** START **

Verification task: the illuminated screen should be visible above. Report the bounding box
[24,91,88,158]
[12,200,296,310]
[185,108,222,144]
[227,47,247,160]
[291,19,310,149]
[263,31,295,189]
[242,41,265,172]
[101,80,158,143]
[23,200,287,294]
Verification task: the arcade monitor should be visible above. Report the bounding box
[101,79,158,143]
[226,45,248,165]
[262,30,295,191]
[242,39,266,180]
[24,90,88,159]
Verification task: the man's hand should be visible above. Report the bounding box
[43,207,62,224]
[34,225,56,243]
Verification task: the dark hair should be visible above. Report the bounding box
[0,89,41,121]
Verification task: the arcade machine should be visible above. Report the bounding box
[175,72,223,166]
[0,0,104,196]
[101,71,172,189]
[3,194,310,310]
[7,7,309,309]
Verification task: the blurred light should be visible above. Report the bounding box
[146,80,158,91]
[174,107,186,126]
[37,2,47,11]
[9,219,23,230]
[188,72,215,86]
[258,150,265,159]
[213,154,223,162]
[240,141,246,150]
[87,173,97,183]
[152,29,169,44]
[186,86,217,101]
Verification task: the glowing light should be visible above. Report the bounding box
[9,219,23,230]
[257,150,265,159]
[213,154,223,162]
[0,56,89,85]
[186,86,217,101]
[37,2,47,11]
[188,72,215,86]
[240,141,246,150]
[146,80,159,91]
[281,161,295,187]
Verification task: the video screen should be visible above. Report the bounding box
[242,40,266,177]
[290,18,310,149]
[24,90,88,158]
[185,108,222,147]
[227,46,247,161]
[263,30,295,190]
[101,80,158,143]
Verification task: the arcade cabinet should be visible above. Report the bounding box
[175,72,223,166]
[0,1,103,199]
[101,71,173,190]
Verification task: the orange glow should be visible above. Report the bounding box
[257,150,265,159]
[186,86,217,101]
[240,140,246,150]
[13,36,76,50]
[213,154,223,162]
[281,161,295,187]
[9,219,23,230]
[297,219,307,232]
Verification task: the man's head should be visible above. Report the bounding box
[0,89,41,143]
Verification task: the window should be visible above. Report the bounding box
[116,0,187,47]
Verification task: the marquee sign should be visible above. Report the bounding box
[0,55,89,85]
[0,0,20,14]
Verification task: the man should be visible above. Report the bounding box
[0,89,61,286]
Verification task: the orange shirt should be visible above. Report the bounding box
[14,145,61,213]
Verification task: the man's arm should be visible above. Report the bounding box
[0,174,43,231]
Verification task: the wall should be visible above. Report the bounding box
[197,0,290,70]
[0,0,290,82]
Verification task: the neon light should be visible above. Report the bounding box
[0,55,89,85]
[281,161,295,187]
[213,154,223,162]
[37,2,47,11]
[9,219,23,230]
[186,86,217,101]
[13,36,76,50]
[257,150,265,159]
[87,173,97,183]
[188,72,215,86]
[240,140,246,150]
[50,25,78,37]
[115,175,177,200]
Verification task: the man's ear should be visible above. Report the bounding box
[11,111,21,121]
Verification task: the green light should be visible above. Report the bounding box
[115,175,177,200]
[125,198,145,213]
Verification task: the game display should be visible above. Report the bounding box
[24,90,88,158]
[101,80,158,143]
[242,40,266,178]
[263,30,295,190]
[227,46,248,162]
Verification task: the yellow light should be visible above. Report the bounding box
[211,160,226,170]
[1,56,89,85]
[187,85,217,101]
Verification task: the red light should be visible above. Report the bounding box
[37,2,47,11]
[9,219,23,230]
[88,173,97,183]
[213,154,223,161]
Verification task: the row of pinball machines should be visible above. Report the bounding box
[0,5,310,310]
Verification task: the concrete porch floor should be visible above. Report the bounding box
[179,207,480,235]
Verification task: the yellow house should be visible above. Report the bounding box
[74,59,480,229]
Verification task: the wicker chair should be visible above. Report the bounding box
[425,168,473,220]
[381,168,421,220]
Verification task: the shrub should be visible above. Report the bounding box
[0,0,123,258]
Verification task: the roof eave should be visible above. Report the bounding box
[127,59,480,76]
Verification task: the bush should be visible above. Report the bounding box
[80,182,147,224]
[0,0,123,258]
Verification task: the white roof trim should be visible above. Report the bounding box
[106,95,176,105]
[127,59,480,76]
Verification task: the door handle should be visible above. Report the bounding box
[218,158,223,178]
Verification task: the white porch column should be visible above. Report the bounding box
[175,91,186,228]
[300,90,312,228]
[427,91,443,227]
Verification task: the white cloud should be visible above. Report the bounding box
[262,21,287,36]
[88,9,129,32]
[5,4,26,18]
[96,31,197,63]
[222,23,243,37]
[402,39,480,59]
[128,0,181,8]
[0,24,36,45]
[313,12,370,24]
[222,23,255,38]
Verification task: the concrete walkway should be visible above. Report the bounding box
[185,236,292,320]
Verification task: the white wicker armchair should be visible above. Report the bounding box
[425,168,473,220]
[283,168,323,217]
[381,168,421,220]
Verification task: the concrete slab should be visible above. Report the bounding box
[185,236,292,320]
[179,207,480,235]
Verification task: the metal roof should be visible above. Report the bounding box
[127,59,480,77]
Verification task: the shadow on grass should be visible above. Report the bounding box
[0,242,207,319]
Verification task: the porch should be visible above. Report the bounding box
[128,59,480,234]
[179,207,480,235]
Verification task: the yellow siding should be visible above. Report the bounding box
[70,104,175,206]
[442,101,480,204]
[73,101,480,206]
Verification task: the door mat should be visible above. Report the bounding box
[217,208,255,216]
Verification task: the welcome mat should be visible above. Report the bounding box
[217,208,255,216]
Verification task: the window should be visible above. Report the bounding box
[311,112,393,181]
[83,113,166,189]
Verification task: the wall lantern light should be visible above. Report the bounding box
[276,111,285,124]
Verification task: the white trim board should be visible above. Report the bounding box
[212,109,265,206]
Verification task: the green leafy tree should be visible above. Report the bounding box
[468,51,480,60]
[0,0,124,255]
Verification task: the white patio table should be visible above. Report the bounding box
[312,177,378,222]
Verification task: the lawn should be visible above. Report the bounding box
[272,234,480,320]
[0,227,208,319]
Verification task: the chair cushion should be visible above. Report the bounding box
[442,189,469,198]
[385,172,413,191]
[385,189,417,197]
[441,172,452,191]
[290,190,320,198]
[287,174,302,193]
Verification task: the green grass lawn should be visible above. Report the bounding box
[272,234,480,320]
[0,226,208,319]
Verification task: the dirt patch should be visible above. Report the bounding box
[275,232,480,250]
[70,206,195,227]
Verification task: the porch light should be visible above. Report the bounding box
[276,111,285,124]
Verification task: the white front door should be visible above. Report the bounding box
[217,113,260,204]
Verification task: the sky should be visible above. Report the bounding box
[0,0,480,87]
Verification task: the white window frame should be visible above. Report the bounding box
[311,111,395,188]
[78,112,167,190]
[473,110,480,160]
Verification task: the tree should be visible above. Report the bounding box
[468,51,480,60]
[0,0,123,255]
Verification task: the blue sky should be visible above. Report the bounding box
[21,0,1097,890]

** END **

Render every line of the listing above as a Markdown table with the columns Row and Line, numbering the rows and leaving out blank lines.

| Row | Line |
|---|---|
| 1 | Verification task: the illuminated screen should be visible above. Report the bounding box |
| 2 | [24,91,88,158] |
| 3 | [12,200,296,310] |
| 4 | [185,108,222,144] |
| 5 | [227,47,247,160] |
| 6 | [291,19,310,149] |
| 7 | [263,31,295,189] |
| 8 | [242,41,265,172] |
| 9 | [101,80,158,143] |
| 10 | [23,200,287,294] |
| 11 | Verification task: the arcade monitor should be visible above. Report the bounding box |
| 12 | [101,79,158,143] |
| 13 | [226,45,248,165] |
| 14 | [262,30,295,191] |
| 15 | [242,39,266,180] |
| 16 | [24,90,88,159] |
| 17 | Verification task: the man's hand should be visible above. Report the bounding box |
| 18 | [43,207,62,224] |
| 19 | [34,225,56,243] |
| 20 | Verification task: the dark hair should be visible above. Report the bounding box |
| 21 | [0,89,41,121] |
| 22 | Verification task: the arcade machine should be visible above. Report the bounding box |
| 23 | [175,72,223,166] |
| 24 | [0,0,104,196] |
| 25 | [101,71,172,189] |
| 26 | [3,194,310,310] |
| 27 | [7,7,309,309] |
| 28 | Verification task: the blurred light should be visible above. Report the bounding box |
| 29 | [146,80,158,91] |
| 30 | [174,107,186,126] |
| 31 | [37,2,47,11] |
| 32 | [9,219,23,230] |
| 33 | [188,72,215,86] |
| 34 | [258,150,265,159] |
| 35 | [213,154,223,162] |
| 36 | [240,141,246,150] |
| 37 | [87,173,97,183] |
| 38 | [152,29,169,44] |
| 39 | [186,86,217,101] |
| 40 | Verification task: the glowing light should be visible above. Report the bounding box |
| 41 | [9,219,23,230] |
| 42 | [257,150,265,159] |
| 43 | [213,154,223,162] |
| 44 | [0,56,89,85] |
| 45 | [186,86,217,101] |
| 46 | [37,2,47,11] |
| 47 | [188,72,215,86] |
| 48 | [240,141,246,150] |
| 49 | [146,80,159,91] |
| 50 | [281,161,295,187] |
| 51 | Verification task: the video screen should be visible above. Report the bounding box |
| 52 | [242,40,266,177] |
| 53 | [290,18,310,149] |
| 54 | [24,90,88,158] |
| 55 | [185,108,222,147] |
| 56 | [227,46,247,161] |
| 57 | [263,30,295,190] |
| 58 | [101,80,158,143] |
| 59 | Verification task: the arcade cabinet should be visible above. Report the bounding box |
| 60 | [175,72,223,166] |
| 61 | [0,1,103,199] |
| 62 | [101,71,173,190] |
| 63 | Verification task: the orange glow should be visible above. Report the bounding box |
| 64 | [257,150,265,159] |
| 65 | [186,86,217,101] |
| 66 | [240,140,246,150] |
| 67 | [13,36,76,50] |
| 68 | [213,154,223,162] |
| 69 | [281,161,295,187] |
| 70 | [9,219,23,230] |
| 71 | [297,219,307,232] |
| 72 | Verification task: the man's head should be visible above. Report the bounding box |
| 73 | [0,89,41,143] |
| 74 | Verification task: the window should be visible above. Report the bounding box |
| 75 | [116,0,187,47] |
| 76 | Verification task: the marquee sign should be visible above. Report the bounding box |
| 77 | [0,55,89,85] |
| 78 | [0,0,20,14] |
| 79 | Verification task: the man should be visible above. Report the bounding box |
| 80 | [0,89,61,286] |
| 81 | Verification task: the orange shirt should be visible above. Report the bounding box |
| 82 | [14,145,61,213] |
| 83 | Verification task: the man's arm should be visible above. Report the bounding box |
| 84 | [0,174,43,231] |
| 85 | Verification task: the wall should be visible above. Report the bounding box |
| 86 | [197,0,290,70] |
| 87 | [0,0,290,82] |
| 88 | Verification task: the neon light should be visible above. Report the bounding box |
| 89 | [0,55,89,85] |
| 90 | [281,161,295,187] |
| 91 | [213,154,223,162] |
| 92 | [37,2,47,11] |
| 93 | [9,219,23,230] |
| 94 | [186,86,217,101] |
| 95 | [13,36,76,50] |
| 96 | [257,150,265,159] |
| 97 | [87,173,97,183] |
| 98 | [188,72,215,86] |
| 99 | [240,140,246,150] |
| 100 | [50,25,78,37] |
| 101 | [115,175,177,200] |
| 102 | Verification task: the man's ear should be visible above. Report the bounding box |
| 103 | [11,111,21,121] |
| 104 | Verification task: the green light should be visible above. Report the bounding box |
| 105 | [115,175,177,200] |
| 106 | [125,198,145,213] |
| 107 | Verification task: the game display should be visible above. Report the bounding box |
| 108 | [24,90,88,158] |
| 109 | [101,80,158,143] |
| 110 | [242,40,266,178] |
| 111 | [263,30,295,190] |
| 112 | [227,46,248,162] |
| 113 | Verification task: the yellow light should be visible above. Report the bounding box |
| 114 | [211,160,226,170] |
| 115 | [1,56,89,85] |
| 116 | [187,85,217,101] |
| 117 | Verification task: the red light should be visible above. Report the bounding box |
| 118 | [37,2,47,11] |
| 119 | [9,219,23,230] |
| 120 | [88,173,97,183] |
| 121 | [213,154,223,161] |
| 122 | Verification task: the row of pinball machines should be visible above. Report the bounding box |
| 123 | [0,5,310,310] |
| 124 | Verification task: the concrete porch floor should be visible above. Report the bounding box |
| 125 | [179,207,480,235] |
| 126 | Verification task: the yellow house should be visible above. Report the bounding box |
| 127 | [74,59,480,229] |
| 128 | Verification task: the wicker chair should be visible above. Report the bounding box |
| 129 | [425,168,473,220] |
| 130 | [381,168,421,220] |
| 131 | Verification task: the shrub should be visible above. Report the bounding box |
| 132 | [0,0,123,258] |
| 133 | Verification task: the roof eave should be visible above. Report the bounding box |
| 134 | [127,59,480,76] |
| 135 | Verification task: the bush should be visible above. Report the bounding box |
| 136 | [80,182,147,224] |
| 137 | [0,0,123,258] |
| 138 | Verification task: the white roof trim should be visible above. Report the bounding box |
| 139 | [106,95,176,105] |
| 140 | [127,59,480,76] |
| 141 | Verification task: the door handle should be visible above. Report the bounding box |
| 142 | [218,158,223,178] |
| 143 | Verification task: the white porch column should be visible above. Report the bounding box |
| 144 | [175,91,186,228] |
| 145 | [300,90,312,228] |
| 146 | [427,91,443,227] |
| 147 | Verification task: the white cloud should be visible above. Report the bounding box |
| 148 | [262,21,287,36] |
| 149 | [88,9,129,32] |
| 150 | [5,4,26,18] |
| 151 | [96,31,197,63] |
| 152 | [222,23,243,37] |
| 153 | [402,39,480,59] |
| 154 | [128,0,181,8] |
| 155 | [0,24,36,45] |
| 156 | [313,12,370,24] |
| 157 | [222,23,255,38] |
| 158 | Verification task: the concrete walkway should be visible above. Report the bounding box |
| 159 | [185,236,292,320] |
| 160 | Verification task: the white wicker armchair should be visible above. Report the bounding box |
| 161 | [425,168,473,220] |
| 162 | [283,168,323,217] |
| 163 | [381,168,421,220] |
| 164 | Verification task: the concrete slab should be visible above. Report the bounding box |
| 165 | [185,236,292,320] |
| 166 | [179,207,480,235] |
| 167 | Verification task: the metal roof should be visible above. Report the bounding box |
| 168 | [127,59,480,77] |
| 169 | Verification task: the shadow on grass should be visible above. Report the bounding box |
| 170 | [0,242,207,319] |
| 171 | Verification task: the porch should be visible above. Report the bounding box |
| 172 | [128,59,480,234] |
| 173 | [179,207,480,235] |
| 174 | Verification task: the yellow siding should be visible above. Report the bounding box |
| 175 | [70,104,175,206] |
| 176 | [442,101,480,204] |
| 177 | [73,101,480,206] |
| 178 | Verification task: the door mat should be visible above. Report the bounding box |
| 179 | [217,208,255,216] |
| 180 | Verification task: the welcome mat should be visible above. Report the bounding box |
| 181 | [217,208,255,216] |
| 182 | Verification task: the window should be visible above. Report the bounding box |
| 183 | [311,112,393,181] |
| 184 | [83,113,166,189] |
| 185 | Verification task: the wall lantern light should be visible above. Report the bounding box |
| 186 | [276,111,285,124] |
| 187 | Verification task: the white trim board should be visible above. Report the bounding box |
| 188 | [212,109,265,206] |
| 189 | Verification task: the green leafy tree should be visible above. Report the bounding box |
| 190 | [468,51,480,60] |
| 191 | [0,0,124,255] |
| 192 | Verification task: the white patio table should be visible above. Report the bounding box |
| 193 | [312,177,378,222] |
| 194 | Verification task: the lawn should be visible above. Report the bounding box |
| 195 | [272,234,480,320] |
| 196 | [0,227,208,319] |
| 197 | Verification task: the chair cushion should be visible above. Report the bounding box |
| 198 | [442,189,469,198] |
| 199 | [385,172,413,191] |
| 200 | [385,189,417,197] |
| 201 | [441,172,452,191] |
| 202 | [290,190,320,198] |
| 203 | [287,174,302,193] |
| 204 | Verification task: the green grass lawn should be visible above. Report the bounding box |
| 205 | [272,234,480,320] |
| 206 | [0,226,208,319] |
| 207 | Verification task: the dirt patch should be visible above. Report the bounding box |
| 208 | [275,232,480,250] |
| 209 | [70,206,195,227] |
| 210 | Verification task: the porch light should be visible above. Report the bounding box |
| 211 | [276,111,285,124] |
| 212 | Verification task: the white front door should be visible above. Report the bounding box |
| 213 | [217,113,260,204] |
| 214 | Verification task: the sky should be visible above. Report the bounding box |
| 215 | [0,0,480,87] |
| 216 | Verification task: the white window frame should be visible above. Report the bounding box |
| 217 | [311,111,395,188] |
| 218 | [78,112,167,190] |
| 219 | [473,110,480,160] |
| 220 | Verification task: the tree should be visible above. Report the bounding box |
| 221 | [468,51,480,60] |
| 222 | [0,0,123,255] |
| 223 | Verification task: the blue sky should be visible above. Report the bounding box |
| 224 | [21,0,1097,890] |